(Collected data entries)
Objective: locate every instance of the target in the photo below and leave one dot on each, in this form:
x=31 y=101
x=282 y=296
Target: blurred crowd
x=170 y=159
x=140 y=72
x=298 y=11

**PROBLEM TO WORK ON**
Repeat each of the entries above word for word.

**TASK ANSWER**
Objective: locate every instance of the target in the photo below and leave one dot on each, in this form:
x=31 y=101
x=282 y=296
Target: blurred crowd
x=170 y=159
x=140 y=72
x=298 y=11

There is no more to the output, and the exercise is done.